▶ **Aim of the exercise**
Rewrite everything from the start of the records down to the line containing "top-left (1028, 379), bottom-right", requests included, and shift each bounding-box coordinate in the answers by -73. Leave the requests and their format sample unchanged, and include nothing beyond that line.

▶ **Information shown**
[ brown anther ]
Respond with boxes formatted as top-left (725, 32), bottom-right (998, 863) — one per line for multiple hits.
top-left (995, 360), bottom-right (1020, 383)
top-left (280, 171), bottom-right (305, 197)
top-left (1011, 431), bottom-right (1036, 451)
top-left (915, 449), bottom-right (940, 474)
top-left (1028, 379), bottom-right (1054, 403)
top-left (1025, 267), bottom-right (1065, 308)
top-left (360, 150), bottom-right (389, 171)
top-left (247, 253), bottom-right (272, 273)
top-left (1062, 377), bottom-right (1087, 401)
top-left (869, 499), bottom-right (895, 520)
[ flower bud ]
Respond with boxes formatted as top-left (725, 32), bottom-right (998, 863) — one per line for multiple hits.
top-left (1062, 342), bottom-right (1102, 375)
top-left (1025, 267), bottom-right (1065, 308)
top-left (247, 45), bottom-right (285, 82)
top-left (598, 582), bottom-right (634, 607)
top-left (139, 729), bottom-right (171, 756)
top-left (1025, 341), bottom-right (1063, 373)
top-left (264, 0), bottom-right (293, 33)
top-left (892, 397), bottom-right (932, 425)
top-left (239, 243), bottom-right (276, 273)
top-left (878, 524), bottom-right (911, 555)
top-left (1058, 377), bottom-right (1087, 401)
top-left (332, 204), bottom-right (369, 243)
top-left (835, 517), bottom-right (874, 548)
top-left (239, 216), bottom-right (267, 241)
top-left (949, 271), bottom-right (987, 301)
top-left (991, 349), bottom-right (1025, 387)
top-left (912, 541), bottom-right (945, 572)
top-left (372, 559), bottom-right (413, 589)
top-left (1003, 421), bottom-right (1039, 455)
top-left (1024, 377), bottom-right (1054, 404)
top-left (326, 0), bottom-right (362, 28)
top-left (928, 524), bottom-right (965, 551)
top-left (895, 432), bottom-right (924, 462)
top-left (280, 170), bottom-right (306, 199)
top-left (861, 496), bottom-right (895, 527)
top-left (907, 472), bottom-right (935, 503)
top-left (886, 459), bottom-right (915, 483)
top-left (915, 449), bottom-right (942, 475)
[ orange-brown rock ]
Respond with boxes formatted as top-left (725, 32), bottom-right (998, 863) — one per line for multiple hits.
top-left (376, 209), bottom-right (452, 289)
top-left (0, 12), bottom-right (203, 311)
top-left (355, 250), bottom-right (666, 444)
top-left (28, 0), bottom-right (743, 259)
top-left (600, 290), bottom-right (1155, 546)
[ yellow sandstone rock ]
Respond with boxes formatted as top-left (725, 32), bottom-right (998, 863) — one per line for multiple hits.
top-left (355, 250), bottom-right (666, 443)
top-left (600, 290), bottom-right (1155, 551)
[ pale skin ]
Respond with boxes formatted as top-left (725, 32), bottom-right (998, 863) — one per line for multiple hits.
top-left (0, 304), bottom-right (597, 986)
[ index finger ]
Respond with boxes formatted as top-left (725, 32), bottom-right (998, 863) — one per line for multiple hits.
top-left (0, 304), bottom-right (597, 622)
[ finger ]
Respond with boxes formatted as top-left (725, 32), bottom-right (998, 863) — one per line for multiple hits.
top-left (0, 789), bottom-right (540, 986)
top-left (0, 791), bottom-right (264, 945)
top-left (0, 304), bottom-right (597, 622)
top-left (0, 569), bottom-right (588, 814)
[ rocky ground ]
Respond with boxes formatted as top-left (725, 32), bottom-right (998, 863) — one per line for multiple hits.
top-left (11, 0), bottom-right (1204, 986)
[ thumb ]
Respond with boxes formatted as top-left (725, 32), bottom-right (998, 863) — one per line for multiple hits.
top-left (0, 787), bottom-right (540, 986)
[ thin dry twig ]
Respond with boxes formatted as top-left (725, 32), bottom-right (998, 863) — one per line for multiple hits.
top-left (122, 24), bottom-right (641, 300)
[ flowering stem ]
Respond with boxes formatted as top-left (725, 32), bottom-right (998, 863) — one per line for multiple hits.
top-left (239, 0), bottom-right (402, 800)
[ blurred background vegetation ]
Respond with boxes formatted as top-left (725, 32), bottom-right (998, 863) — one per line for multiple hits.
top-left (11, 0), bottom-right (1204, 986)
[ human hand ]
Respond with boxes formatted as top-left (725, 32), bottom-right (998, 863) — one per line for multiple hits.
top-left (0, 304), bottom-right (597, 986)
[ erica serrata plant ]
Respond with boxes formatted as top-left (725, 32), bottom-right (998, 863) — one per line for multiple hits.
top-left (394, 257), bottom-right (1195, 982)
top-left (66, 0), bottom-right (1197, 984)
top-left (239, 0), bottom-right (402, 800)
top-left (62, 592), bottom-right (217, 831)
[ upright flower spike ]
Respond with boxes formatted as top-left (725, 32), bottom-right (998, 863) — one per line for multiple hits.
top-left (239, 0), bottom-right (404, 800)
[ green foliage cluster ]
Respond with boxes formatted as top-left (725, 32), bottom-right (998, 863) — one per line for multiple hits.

▶ **Solution to this exercise**
[ brown anther ]
Respond with boxes formatted as top-left (725, 32), bottom-right (998, 863) — one per line for multiple hits.
top-left (922, 287), bottom-right (947, 310)
top-left (207, 98), bottom-right (232, 124)
top-left (938, 358), bottom-right (963, 378)
top-left (842, 376), bottom-right (867, 401)
top-left (955, 306), bottom-right (981, 330)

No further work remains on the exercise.